DOCUMENT SEGMENT =

——————

CAN WE FIND NASH EQUILIBRIA AT A LINEAR RATE IN MARKOV GAMES?

Abstract

We study decentralized learning in two-player zero-sum discounted Markov games where the goal is to design a policy optimization algorithm for either agent satisfying two properties. First, the player does not need to know the policy of the opponent to update its policy. Second, when both players adopt the algorithm, their joint policy converges to a Nash equilibrium of the game. To this end, we construct a meta algorithm, dubbed as Homotopy-PO, which provably finds a Nash equilibrium at a global linear rate. In particular, Homotopy-PO interweaves two base algorithms Local-Fast and Global-Slow via homotopy continuation. Local-Fast is an algorithm that enjoys local linear convergence while Global-Slow is an algorithm that converges globally but at a slower sublinear rate. By switching between these two base algorithms, Global-Slow essentially serves as a "guide" which identifies a benign neighborhood where Local-Fast enjoys fast convergence. However, since the exact size of such a neighborhood is unknown, we apply a doubling trick to switch between these two base algorithms. The switching scheme is delicately designed so that the aggregated performance of the algorithm is driven by Local-Fast. Furthermore, we prove that Local-Fast and Global-Slow can both be instantiated by variants of optimistic gradient descent/ascent (OGDA) method, which is of independent interest.

——————

DATA PROVIDED =
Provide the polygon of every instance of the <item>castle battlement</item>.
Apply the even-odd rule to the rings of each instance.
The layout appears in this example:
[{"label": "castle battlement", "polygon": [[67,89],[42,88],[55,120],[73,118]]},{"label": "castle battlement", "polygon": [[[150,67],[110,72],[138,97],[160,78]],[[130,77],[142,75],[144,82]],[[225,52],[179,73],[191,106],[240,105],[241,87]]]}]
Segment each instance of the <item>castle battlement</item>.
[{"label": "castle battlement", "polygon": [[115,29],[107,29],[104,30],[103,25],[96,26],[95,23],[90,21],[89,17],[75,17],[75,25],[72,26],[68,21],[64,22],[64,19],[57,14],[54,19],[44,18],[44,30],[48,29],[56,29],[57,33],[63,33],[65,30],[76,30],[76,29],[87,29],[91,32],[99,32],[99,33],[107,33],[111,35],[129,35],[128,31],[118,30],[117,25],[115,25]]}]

——————

WRITTEN TASK 1 =
In the abstract on Nash equilibria in Markov games, why is a doubling trick applied? Answer in one to three sentences.
WRITTEN TASK 2 =
Reproduce every row in Block 1 verbatim, character for character.
The abstract and the rows have nothing to do with each other.

WRITTEN ANSWER 1 =
A doubling trick is applied because the exact size of the benign neighborhood, where Local-Fast enjoys fast convergence, is unknown. The trick is used to switch between the two base algorithms, Local-Fast and Global-Slow.

WRITTEN ANSWER 2 =
Provide the polygon of every instance of the <item>castle battlement</item>.
Apply the even-odd rule to the rings of each instance.
The layout appears in this example:
[{"label": "castle battlement", "polygon": [[67,89],[42,88],[55,120],[73,118]]},{"label": "castle battlement", "polygon": [[[150,67],[110,72],[138,97],[160,78]],[[130,77],[142,75],[144,82]],[[225,52],[179,73],[191,106],[240,105],[241,87]]]}]
Segment each instance of the <item>castle battlement</item>.
[{"label": "castle battlement", "polygon": [[115,29],[107,29],[104,30],[103,25],[96,26],[95,23],[90,21],[89,17],[75,17],[75,25],[72,26],[68,21],[64,22],[64,19],[57,14],[54,19],[44,18],[44,30],[48,29],[56,29],[57,33],[63,33],[65,30],[76,30],[76,29],[87,29],[91,32],[99,32],[99,33],[107,33],[111,35],[129,35],[128,31],[118,30],[117,25],[115,25]]}]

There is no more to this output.